WHAT YOU WILL DO —
The result should be a faithful copy of every entry below, with the pictures left out.

RECORDS SUPPLIED —
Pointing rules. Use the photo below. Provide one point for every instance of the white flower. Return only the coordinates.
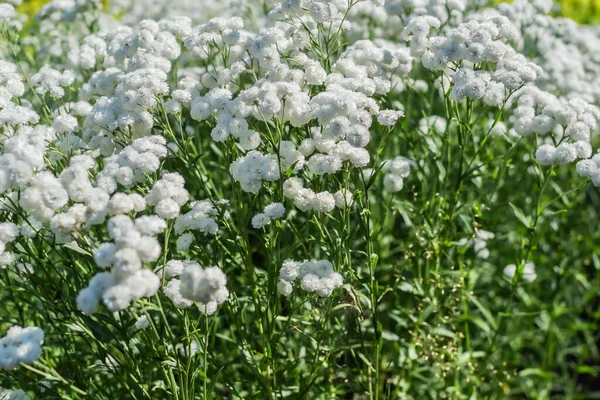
(528, 271)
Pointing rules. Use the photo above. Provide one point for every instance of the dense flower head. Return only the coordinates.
(20, 345)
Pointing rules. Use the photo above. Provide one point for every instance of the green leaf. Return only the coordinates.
(486, 313)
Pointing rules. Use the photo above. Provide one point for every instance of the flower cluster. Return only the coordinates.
(205, 286)
(271, 212)
(134, 243)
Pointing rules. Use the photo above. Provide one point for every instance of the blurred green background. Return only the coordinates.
(583, 11)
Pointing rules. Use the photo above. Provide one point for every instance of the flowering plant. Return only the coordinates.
(298, 199)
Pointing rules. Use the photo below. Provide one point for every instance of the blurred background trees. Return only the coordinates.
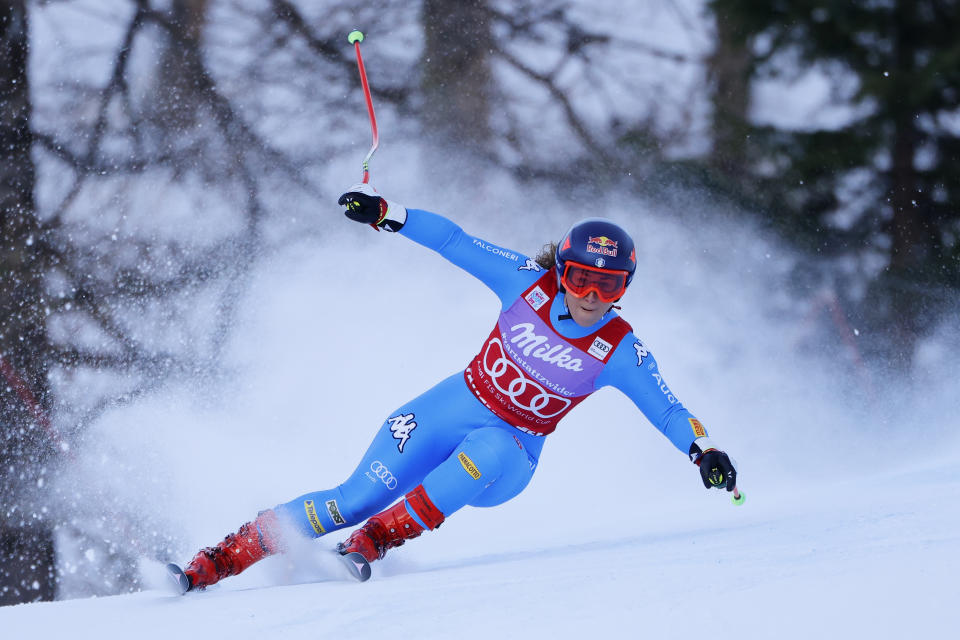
(149, 166)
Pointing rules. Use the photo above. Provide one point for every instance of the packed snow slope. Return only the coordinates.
(849, 529)
(859, 558)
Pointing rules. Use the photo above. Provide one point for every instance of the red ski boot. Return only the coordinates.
(393, 527)
(252, 542)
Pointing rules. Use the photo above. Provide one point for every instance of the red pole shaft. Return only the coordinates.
(373, 117)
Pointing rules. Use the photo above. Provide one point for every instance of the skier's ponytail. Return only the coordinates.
(547, 256)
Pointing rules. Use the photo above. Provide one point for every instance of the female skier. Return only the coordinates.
(475, 438)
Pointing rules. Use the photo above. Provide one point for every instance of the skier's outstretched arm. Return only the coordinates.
(634, 371)
(505, 272)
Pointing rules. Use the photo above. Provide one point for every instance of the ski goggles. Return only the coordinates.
(580, 279)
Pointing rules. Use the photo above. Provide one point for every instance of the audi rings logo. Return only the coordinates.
(510, 380)
(381, 471)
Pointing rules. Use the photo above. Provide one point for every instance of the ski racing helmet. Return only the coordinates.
(596, 254)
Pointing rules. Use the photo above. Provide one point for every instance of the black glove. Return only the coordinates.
(365, 205)
(716, 468)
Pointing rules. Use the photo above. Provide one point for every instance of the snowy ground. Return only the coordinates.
(870, 557)
(849, 530)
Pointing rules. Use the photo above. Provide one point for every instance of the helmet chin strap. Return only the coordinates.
(567, 316)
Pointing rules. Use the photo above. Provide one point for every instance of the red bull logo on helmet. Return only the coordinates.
(602, 245)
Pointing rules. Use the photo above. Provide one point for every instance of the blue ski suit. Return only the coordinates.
(475, 438)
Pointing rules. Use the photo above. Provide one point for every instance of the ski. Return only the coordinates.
(356, 564)
(181, 583)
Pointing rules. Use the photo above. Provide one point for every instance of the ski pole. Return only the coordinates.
(355, 38)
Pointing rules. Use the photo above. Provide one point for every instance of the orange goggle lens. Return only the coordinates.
(580, 280)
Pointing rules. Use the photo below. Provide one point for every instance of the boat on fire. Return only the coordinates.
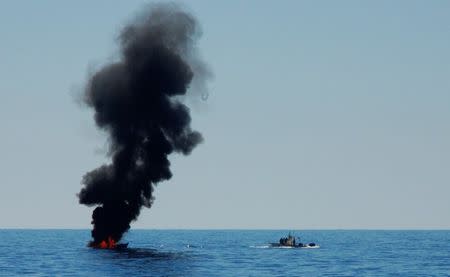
(108, 244)
(290, 242)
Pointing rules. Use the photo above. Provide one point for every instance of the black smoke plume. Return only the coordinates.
(138, 102)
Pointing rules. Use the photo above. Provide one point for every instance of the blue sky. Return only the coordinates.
(322, 114)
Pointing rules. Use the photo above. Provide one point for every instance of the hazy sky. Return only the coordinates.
(322, 114)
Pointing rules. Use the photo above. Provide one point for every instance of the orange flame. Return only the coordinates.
(110, 244)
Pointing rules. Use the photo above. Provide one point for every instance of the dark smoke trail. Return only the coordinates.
(137, 101)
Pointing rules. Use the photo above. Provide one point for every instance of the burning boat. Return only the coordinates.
(110, 243)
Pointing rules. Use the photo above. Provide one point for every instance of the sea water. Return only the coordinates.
(227, 253)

ANSWER SECTION —
Pointing rules. Use the photo below. Provide one point for every instance of the white flower. Return only the coordinates.
(528, 271)
Pointing rules. Use the photo above. Provide one point for every instance of the dense flower head. Return only the coordinates.
(20, 345)
Pointing rules. Use the photo above. Provide one point for every instance of the green leaf. Return only the coordinates.
(486, 313)
Pointing rules. Use the photo above. Provide one point for every instance of the flower cluster. Return only the coordinates.
(205, 286)
(271, 212)
(134, 243)
Pointing rules. Use the photo above. Provide one point for every instance of the blurred green background. Return only the coordinates.
(583, 11)
Pointing rules. Use the photo above. Provide one point for every instance of the flowering plant. Return only the coordinates.
(298, 199)
Pointing rules. Use the photo below. Provide one point for every instance of the blurred background trees. Return only the coordinates.
(149, 166)
Pointing rules. Use the photo above. Provide one point for every instance of the packed snow slope. Return only the coordinates.
(849, 529)
(859, 558)
Pointing rules. Use the photo above. Provide one point for every instance of the red ski boot. Return only the coordinates.
(393, 527)
(252, 542)
Pointing rules. Use the photo above. Provide one point for every instance of the red pole shaft. Return only the coordinates.
(373, 117)
Pointing rules. Use the photo above. Provide one point for every instance of the skier's ponytail. Return only the coordinates.
(547, 256)
Pointing rules. Use the photo above. Provide one point for every instance of the female skier. Return only the coordinates.
(475, 438)
Pointing rules. Use the photo above. Provide one point for every instance of the skier's outstretched arm. Return only the coordinates.
(634, 371)
(505, 272)
Pointing rules. Use the photo above. Provide one point for every instance of the ski goggles. Return only the coordinates.
(580, 279)
Pointing rules. Use the photo above. Provide one point for every instance of the audi rings logo. Return only the coordinates.
(510, 380)
(381, 471)
Pointing rules. Use the photo above. Provide one point for every instance of the ski racing helmet. Return only the coordinates.
(596, 254)
Pointing rules. Use the photo above. Provide one point for every instance of the black glove. Return only the coordinates.
(365, 205)
(716, 468)
Pointing rules. Use the photo above. Provide one point for every instance of the snowy ground. Return only the coordinates.
(870, 557)
(849, 530)
Pointing rules. Use the photo above. Provide one point for every instance of the helmet chin strap. Return only the coordinates.
(567, 316)
Pointing rules. Use the photo above. Provide one point for every instance of the red bull logo on helmet. Return only the coordinates.
(602, 245)
Pointing rules. Use the photo above. Provide one point for every instance of the blue ski suit. Return only the coordinates.
(475, 438)
Pointing rules. Use the photo above. Provide one point for every instance of the ski. Return only the coordinates.
(356, 564)
(181, 583)
Pointing rules. Use the photo above. Provide one point for every instance of the ski pole. Return only the coordinates.
(355, 38)
Pointing rules. Use the photo above. Provide one point for every instance of the orange goggle lens. Return only the coordinates.
(580, 280)
Pointing rules. Use the photo below. Provide one point for every instance of the boat on fire. Return only the coordinates.
(108, 244)
(290, 242)
Pointing rules. Use the photo above. Provide one point for every instance of the black smoke plume. Return only the coordinates.
(138, 102)
Pointing rules. Use the photo above. Provide one point for every instance of the blue sky. Return only the coordinates.
(322, 114)
Pointing rules. Use the photo above. Provide one point for every instance of the hazy sky. Return only the coordinates.
(322, 114)
Pointing rules. Use the photo above. Provide one point for every instance of the orange flame. Return only the coordinates.
(110, 244)
Pointing rules. Use the photo above. Provide one point for every instance of the dark smoke trail. Return only the coordinates.
(137, 101)
Pointing rules. Use the photo above. Provide one point for every instance of the burning boat. Return only the coordinates.
(110, 243)
Pointing rules. Use the photo above. Provide one point for every instance of the sea water. Return only the coordinates.
(227, 253)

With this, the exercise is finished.